[Records from a collection]

Segment Open

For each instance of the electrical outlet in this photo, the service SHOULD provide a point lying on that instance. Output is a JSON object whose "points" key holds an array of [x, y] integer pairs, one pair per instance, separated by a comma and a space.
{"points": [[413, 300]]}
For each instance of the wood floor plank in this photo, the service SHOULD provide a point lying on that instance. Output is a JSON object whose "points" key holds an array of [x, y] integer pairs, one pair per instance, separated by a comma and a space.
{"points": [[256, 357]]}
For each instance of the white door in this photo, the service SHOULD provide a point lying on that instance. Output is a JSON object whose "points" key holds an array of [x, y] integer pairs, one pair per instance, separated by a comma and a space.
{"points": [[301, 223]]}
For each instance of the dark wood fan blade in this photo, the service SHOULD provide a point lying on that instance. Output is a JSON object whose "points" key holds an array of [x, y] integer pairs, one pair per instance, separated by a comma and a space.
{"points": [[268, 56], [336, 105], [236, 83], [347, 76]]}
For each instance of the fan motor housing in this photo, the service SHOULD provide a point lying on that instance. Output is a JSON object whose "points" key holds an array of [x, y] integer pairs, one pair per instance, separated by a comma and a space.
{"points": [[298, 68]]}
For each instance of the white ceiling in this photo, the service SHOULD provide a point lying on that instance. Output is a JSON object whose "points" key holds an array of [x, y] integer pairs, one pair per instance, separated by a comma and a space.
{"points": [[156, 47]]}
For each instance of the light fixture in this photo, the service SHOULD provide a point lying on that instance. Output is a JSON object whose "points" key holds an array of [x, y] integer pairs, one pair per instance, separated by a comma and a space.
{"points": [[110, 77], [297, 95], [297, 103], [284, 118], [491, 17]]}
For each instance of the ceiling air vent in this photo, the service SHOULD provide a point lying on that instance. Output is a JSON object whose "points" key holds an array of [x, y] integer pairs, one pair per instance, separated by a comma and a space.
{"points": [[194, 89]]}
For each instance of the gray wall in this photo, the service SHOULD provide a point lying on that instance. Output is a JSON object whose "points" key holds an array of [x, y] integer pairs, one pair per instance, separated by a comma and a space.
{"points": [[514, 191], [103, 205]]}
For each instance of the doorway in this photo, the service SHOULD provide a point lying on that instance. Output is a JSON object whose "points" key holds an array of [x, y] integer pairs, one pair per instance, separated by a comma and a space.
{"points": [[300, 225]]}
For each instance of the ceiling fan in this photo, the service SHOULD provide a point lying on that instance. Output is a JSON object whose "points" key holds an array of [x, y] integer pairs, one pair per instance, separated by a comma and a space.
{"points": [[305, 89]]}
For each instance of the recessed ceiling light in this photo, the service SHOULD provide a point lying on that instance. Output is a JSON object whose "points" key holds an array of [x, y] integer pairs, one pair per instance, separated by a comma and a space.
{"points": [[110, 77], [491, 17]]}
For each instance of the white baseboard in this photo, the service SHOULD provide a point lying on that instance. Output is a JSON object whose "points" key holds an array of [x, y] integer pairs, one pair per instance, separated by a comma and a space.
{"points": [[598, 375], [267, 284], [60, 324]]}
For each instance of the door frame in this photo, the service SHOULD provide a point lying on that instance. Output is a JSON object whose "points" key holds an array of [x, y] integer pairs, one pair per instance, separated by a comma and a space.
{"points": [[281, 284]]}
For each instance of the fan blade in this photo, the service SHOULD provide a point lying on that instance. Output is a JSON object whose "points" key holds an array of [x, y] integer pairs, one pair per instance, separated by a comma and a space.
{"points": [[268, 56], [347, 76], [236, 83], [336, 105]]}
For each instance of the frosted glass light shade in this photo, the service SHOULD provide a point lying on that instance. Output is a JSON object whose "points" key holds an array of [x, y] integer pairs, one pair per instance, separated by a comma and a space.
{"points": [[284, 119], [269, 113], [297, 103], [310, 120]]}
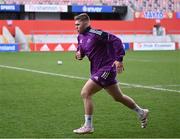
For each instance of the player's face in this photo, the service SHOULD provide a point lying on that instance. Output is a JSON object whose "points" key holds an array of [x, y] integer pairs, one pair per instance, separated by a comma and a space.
{"points": [[80, 26]]}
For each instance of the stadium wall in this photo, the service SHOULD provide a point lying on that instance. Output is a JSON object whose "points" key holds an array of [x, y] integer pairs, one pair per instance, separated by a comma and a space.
{"points": [[138, 26]]}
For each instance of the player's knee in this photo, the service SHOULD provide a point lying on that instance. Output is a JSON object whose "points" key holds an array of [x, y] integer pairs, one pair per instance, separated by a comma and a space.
{"points": [[84, 94]]}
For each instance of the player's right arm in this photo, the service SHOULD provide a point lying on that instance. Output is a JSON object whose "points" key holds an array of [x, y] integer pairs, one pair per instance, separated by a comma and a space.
{"points": [[79, 53]]}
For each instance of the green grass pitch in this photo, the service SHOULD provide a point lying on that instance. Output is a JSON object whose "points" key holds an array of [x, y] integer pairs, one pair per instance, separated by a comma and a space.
{"points": [[37, 105]]}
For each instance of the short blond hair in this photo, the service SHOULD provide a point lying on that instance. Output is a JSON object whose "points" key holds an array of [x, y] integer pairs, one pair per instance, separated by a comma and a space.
{"points": [[82, 17]]}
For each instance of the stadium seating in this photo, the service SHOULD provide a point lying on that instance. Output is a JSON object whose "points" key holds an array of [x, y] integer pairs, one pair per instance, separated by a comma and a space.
{"points": [[137, 5]]}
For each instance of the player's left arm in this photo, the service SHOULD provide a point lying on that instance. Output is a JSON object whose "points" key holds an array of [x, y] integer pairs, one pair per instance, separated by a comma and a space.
{"points": [[119, 52]]}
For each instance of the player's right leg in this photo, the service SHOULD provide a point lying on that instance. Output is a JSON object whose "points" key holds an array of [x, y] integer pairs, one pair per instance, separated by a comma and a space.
{"points": [[89, 89], [118, 96]]}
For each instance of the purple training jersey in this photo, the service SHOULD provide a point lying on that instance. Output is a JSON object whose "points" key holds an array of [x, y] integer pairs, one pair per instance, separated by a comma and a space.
{"points": [[101, 48]]}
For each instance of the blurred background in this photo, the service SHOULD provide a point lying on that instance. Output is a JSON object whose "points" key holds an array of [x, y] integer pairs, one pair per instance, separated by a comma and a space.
{"points": [[47, 25]]}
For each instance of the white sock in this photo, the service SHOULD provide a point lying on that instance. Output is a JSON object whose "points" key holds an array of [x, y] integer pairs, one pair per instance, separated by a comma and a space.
{"points": [[138, 110], [88, 120]]}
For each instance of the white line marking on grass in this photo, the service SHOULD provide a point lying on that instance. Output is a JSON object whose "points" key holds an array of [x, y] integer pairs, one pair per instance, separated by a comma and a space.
{"points": [[83, 78], [150, 87], [44, 72]]}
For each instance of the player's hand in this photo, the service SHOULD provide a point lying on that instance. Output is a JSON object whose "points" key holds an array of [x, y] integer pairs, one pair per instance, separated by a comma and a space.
{"points": [[78, 55], [119, 66]]}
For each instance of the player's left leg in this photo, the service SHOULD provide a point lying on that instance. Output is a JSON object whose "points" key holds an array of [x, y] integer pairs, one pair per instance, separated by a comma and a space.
{"points": [[118, 96], [89, 89]]}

Segment Closed

> [What the task requires]: Except for the pictures, set down each line of the records exactly as it appears.

> [Result of this exercise]:
For each instance of the electrical outlet in this photo, the service SHOULD provide a point lying on that instance. Output is a JSON object whose "points" key holds an array of [x, y] integer pairs, one pair per instance, separated by a comma and a space.
{"points": [[413, 300]]}
For each instance of the wood floor plank in this photo, the service SHOULD provide a point lying on that instance. Output is a JSON object whose "points" key holds an array of [x, y] integer pairs, one pair per instance, separated by a comma and a space.
{"points": [[256, 357]]}
For each instance of the white door in this photo, the service SHOULD provide a point lying on that instance. Output is a JSON object whose "points" key holds an array of [x, y] integer pairs, one pair per instance, separated by a comma and a space.
{"points": [[301, 223]]}
For each instance of the dark wood fan blade in this photo, the service SHOULD provide a point lying on that instance. Output is a JSON object whose "points" key holds an array of [x, y] integer pairs, one pair per instance, separated by a comma and a space.
{"points": [[268, 56], [336, 105], [236, 83], [347, 76]]}
For each instance of the fan motor housing in this photo, the service SHOULD provide a point lying on that instance. Output is a JSON object whose "points" key holds an array of [x, y] integer pairs, one pair per instance, separated by a comma and a space.
{"points": [[298, 68]]}
For each instance of the white ceiling in this photo, the service SHOULD provide a point lying on that instance. Output is a JSON object whose "points" key holds an array of [x, y] integer pairs, one pair per instance, separated by a comma and a space.
{"points": [[156, 47]]}
For each instance of the light fixture in this photo, the service SHOULD provide a point lying on that instance. Output is a JSON object whose "points" key holds an array of [x, y] integer pairs, one pair per instance, separated by a comma and a space.
{"points": [[110, 77], [297, 95], [297, 103], [284, 118], [491, 17]]}
For each instance of the ceiling air vent in this photo, the service SHOULD provide a point lying on that instance. Output is a JSON object whose "points" key holds an array of [x, y] integer pairs, one pair per instance, separated by a comma and a space.
{"points": [[194, 89]]}
For each instance of the gray wall in this photo, the service SHOULD provide a point lying on that instance. Output is a JSON object whose "points" key holds an array of [x, y] integer pairs, one pair per instance, separated by a comma and a space.
{"points": [[514, 191], [103, 205]]}
For each instance of the doorway in this photo, the service SHOULD provide a point lying on that instance. Output is a JSON object whose "points" key holds an array of [x, y] integer pairs, one pair per instance, separated by a comma and a space.
{"points": [[300, 225]]}
For each instance of the ceiling fan in this photo, the service SHOULD provide a point lying on that instance. Output is a JSON object whose "points" key holds an array of [x, y] integer pairs, one pair per instance, separated by a comma and a space.
{"points": [[305, 89]]}
For each instance of the recessed ceiling light in this photo, the service SHOULD provide a point lying on that instance. Output is a JSON object whose "points" key holds an array of [x, y] integer pairs, one pair per instance, separated by a comma and a space.
{"points": [[110, 77], [491, 17]]}
For each instance of the white baseboard in this photo, the service SHOULD provide a point lying on that instance. Output is a JSON object whose "points" key holds an array of [x, y] integer pairs, one pair per instance, separated by a comma and a space.
{"points": [[598, 375], [267, 284], [60, 324]]}
For each instance of the door frame in this photo, the service SHOULD provide a point lying on that instance. Output is a JSON object whose "points" key holds an array of [x, y] integer pairs, one pair per instance, separated by a comma and a space.
{"points": [[281, 284]]}
For each instance of the fan blade in this photo, the service SHOULD provide a point lying on that instance. Output is a JSON object whose "points" key holds an array of [x, y] integer pairs, one pair per instance, separated by a comma and a space.
{"points": [[268, 56], [347, 76], [236, 83], [336, 105]]}
For each instance of the frosted glass light shade in this photo, the service SHOULD provide a point lying on that instance. Output is a JSON object whose "points" key holds an array of [x, y] integer pairs, one pair per instance, separated by a comma and a space.
{"points": [[284, 119], [269, 113], [297, 103], [310, 120]]}
For each instance of the player's face in this photo, the service SHOULD provide a point lying on that instance. Output is a JSON object whose "points" key holds an array of [x, y] integer pairs, one pair per instance, separated by a comma and a space.
{"points": [[80, 26]]}
For each instance of the stadium wall in this photo, the service SHOULD provide a point lying on that instance. Output is a JSON object whose "points" key holds an array of [x, y] integer pairs, one pair per instance, separated by a comma and a space.
{"points": [[138, 26]]}
For each instance of the player's knee in this photo, the service SHOULD provide a point lying on that instance. Output is a JSON object whose "points" key holds an array of [x, y] integer pairs, one pair per instance, separated by a comma and a space.
{"points": [[84, 94]]}
For each instance of the player's right arm in this photo, the service SHOULD provide a point lying on that instance. Output is a JSON object whose "points" key holds an array of [x, y] integer pairs, one pair per instance, separated by a comma and a space.
{"points": [[79, 53]]}
For each instance of the green grass pitch in this photo, the service SHOULD provide a point lying on that instance. Output is a JSON object whose "points" key holds an array of [x, y] integer pairs, one pair per instance, separated by a comma and a space.
{"points": [[37, 105]]}
For each instance of the short blond hair in this photo, the service SHOULD provide a point lying on that instance. Output is a JSON object whose "points" key holds an array of [x, y] integer pairs, one pair per instance, separated by a comma and a space.
{"points": [[82, 17]]}
For each instance of the stadium seating in this photo, the service SHOULD provide a point lying on that instance. Output is a JSON object whose "points" key holds an array of [x, y] integer pairs, one pair per instance, separated by a comma and a space.
{"points": [[137, 5]]}
For each instance of the player's left arm in this photo, the service SHOULD provide a point lying on that instance. Output is a JSON object whose "points" key holds an array of [x, y] integer pairs, one pair per instance, separated by a comma and a space.
{"points": [[119, 52]]}
For each instance of the player's right leg in this photo, the service SHOULD provide a point lying on that instance. Output is a JSON object whose "points" key holds an array of [x, y] integer pairs, one pair per instance, separated by a comma and a space.
{"points": [[89, 89], [118, 96]]}
For each instance of the purple training jersey in this photo, the service SHOULD provide a point lying on that instance. Output is a JSON object whose "points" key holds an array of [x, y] integer pairs, one pair per instance, separated by a comma and a space.
{"points": [[101, 48]]}
For each instance of the blurred background in this photo, the service SHOULD provide a point lying on that instance. Output is a JSON object whose "points" key holds an array of [x, y] integer pairs, one pair per instance, separated by a comma and a space.
{"points": [[47, 25]]}
For each instance of the white sock in this photo, the service SHOULD provide a point lying on that instance. Output is a JSON object whose "points" key holds an array of [x, y] integer pairs, one pair per instance, separated by a comma and a space.
{"points": [[138, 110], [88, 120]]}
For each instance of the white line marking on grass in this photo, the service SHOULD provide a point lying on that instance. Output is a JSON object whose "points" key holds an array of [x, y] integer pairs, one pair per instance, separated by a comma and a space.
{"points": [[83, 78], [150, 87], [44, 72]]}
For each instance of the player's hand in this photo, the service SHOULD provide a point lying on that instance. Output is a JSON object whose "points" key holds an array of [x, y] integer pairs, one pair per instance, separated by a comma and a space.
{"points": [[78, 55], [119, 66]]}
For each instance of the player's left leg in this photo, the service SHOULD provide a point lying on that instance. Output is a JSON object whose "points" key holds an array of [x, y] integer pairs, one pair per instance, separated by a comma and a space.
{"points": [[118, 96], [89, 89]]}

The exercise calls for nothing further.